DIRECTIVE
Reproduce, word for word, the part of the listing below that opens with the line containing "to locate open" and closes with the line containing "[266,204,323,287]", including both of those lines.

□ □ □

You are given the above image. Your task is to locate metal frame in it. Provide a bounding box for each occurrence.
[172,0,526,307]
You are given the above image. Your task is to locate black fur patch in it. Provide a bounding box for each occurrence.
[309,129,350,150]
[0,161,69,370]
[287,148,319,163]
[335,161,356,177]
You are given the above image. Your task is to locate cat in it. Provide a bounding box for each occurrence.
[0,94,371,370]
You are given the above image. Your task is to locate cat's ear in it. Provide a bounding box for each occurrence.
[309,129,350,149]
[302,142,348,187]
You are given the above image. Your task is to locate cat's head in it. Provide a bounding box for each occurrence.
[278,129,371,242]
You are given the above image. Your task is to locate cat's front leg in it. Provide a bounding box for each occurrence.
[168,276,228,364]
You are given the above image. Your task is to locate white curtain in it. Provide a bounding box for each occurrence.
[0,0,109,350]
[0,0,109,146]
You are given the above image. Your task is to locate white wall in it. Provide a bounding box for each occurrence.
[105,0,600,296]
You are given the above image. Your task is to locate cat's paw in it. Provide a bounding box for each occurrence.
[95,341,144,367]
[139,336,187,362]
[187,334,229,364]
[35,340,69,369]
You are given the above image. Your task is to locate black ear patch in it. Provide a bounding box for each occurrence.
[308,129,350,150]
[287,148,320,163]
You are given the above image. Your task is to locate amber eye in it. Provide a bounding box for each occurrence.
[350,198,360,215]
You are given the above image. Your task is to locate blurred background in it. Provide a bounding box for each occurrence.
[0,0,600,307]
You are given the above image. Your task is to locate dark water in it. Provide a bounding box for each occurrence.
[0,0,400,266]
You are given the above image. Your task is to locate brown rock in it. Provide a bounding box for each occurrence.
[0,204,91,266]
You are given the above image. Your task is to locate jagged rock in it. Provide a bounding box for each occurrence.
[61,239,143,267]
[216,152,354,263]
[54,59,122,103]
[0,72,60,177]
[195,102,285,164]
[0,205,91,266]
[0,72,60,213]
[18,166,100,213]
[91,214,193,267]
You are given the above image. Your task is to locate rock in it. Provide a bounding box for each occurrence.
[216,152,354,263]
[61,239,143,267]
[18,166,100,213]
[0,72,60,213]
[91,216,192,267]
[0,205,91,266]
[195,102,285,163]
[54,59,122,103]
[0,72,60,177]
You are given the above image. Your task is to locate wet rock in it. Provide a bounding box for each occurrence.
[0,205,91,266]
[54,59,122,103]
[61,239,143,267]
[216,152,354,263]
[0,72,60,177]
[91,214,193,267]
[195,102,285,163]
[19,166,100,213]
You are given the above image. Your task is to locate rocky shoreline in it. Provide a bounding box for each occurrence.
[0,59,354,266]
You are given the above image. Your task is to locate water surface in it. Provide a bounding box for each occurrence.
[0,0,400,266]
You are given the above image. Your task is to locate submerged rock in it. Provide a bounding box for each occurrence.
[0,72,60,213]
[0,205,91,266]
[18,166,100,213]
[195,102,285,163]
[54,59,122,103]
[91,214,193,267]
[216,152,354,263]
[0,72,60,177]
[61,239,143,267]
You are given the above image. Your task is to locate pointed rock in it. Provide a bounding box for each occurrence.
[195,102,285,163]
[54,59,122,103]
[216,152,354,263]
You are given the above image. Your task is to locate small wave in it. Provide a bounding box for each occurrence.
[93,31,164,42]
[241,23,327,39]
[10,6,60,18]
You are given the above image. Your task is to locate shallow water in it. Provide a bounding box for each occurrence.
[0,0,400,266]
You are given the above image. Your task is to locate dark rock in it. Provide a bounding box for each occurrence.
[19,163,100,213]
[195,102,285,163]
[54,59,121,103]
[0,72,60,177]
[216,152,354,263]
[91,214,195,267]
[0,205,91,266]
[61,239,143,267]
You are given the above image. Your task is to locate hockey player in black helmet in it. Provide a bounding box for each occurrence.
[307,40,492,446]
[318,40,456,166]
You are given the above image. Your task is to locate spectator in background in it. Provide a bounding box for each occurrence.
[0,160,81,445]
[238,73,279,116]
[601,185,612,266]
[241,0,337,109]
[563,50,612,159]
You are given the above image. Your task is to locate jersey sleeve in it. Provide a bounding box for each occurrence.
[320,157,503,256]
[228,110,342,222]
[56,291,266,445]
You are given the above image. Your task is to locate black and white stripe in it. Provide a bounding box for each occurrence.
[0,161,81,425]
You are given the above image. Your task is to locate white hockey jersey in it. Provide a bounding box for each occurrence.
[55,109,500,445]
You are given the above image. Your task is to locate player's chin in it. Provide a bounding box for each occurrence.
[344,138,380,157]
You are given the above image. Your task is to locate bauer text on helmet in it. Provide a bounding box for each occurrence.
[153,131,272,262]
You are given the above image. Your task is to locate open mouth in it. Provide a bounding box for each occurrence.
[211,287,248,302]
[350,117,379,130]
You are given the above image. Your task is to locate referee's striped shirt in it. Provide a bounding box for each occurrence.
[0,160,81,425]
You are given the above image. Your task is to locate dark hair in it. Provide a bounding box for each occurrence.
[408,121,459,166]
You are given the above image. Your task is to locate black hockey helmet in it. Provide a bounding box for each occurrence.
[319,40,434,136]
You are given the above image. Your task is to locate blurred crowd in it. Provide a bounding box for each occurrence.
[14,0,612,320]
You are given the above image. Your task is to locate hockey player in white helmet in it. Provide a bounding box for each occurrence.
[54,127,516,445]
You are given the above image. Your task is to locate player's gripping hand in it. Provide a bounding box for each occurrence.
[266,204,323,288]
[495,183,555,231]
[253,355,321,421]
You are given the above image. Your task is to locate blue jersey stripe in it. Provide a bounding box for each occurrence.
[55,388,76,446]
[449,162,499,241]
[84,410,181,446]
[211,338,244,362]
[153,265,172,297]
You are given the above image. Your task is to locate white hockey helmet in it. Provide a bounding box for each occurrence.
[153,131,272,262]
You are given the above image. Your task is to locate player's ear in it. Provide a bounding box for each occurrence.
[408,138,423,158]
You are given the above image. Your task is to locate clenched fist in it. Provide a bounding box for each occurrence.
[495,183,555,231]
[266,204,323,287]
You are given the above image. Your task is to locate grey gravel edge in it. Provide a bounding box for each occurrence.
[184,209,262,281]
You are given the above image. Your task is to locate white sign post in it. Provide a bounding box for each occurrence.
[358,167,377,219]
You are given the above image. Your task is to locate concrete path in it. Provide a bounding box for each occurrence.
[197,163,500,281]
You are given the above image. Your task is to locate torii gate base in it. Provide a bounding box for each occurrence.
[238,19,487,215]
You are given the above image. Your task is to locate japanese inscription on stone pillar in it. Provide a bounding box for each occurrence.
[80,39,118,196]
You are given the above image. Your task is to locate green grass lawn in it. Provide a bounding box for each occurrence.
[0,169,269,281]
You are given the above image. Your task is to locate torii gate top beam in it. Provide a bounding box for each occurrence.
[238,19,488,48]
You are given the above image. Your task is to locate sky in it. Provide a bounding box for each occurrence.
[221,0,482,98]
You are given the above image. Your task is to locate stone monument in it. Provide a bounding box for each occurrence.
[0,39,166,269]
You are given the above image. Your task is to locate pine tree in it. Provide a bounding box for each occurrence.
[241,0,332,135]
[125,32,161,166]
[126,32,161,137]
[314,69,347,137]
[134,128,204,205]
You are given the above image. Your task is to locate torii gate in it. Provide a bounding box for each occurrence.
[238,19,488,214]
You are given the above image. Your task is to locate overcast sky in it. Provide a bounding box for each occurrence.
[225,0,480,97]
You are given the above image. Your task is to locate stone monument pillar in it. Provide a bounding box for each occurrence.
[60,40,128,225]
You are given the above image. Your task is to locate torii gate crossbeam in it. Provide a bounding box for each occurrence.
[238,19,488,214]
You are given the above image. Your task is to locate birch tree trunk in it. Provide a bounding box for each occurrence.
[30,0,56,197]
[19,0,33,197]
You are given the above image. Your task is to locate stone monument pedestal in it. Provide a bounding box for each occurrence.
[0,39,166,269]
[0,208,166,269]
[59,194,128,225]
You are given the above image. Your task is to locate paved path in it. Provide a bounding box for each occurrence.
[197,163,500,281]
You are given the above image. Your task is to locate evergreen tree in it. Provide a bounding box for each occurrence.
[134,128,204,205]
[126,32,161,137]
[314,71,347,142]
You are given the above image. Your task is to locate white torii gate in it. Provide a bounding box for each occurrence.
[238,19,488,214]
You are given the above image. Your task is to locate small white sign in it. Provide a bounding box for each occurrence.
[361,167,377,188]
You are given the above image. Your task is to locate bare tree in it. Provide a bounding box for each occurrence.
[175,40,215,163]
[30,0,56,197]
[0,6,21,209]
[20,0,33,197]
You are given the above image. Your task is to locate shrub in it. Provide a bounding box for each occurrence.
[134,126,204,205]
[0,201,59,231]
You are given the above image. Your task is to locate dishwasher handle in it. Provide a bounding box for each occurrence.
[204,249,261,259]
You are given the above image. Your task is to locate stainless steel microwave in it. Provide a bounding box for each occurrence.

□ □ □

RESULT OF THE EXERCISE
You are given the above image. Your task is to locate open mouth in it. Provide a bounding box for each occurrence.
[211,287,248,302]
[350,117,379,130]
You are given the above image. Your task is to locate referee's striped shirt in it. Provide a bounding box for each occurrence.
[0,160,81,425]
You are given the above image. Your task is to locate dark hair in it. Provide a bounding box for each occurrence.
[408,121,459,166]
You are given the above image. Your task is to locate black hockey helmet in it. Provide a bounding box for each occurrence.
[319,40,434,136]
You are given the above image. Your task is to locate blurred crowd in it. Provide a bounding box for each occurrence.
[14,0,612,320]
You are given the above image. Your task is to locate hockey player in white helmet in it. Provide a bounding box for each occurrence.
[54,127,516,445]
You are given the above image. Your task is to locate player's gripping hand in it. Provide a bounding box for each occurrence.
[266,204,323,288]
[495,183,555,231]
[253,355,321,421]
You are given the above image. Your task is to locate blue jersey stripe in it. Provide a bounding box for each occurrence.
[55,388,76,446]
[449,162,499,241]
[84,410,181,446]
[211,338,244,362]
[153,265,172,297]
You are given the above image. Your task is to locate white hockey helmet in it. Provide a bounding box for each occurrence.
[153,131,272,262]
You are given the above image. Your task is to locate player's ear in it. Provide a bounding box for each occurrence.
[408,138,423,158]
You are given the above image. Your task is to locate clenched fist in it. Provide a bounding box for each occurrence.
[495,183,555,231]
[266,204,323,287]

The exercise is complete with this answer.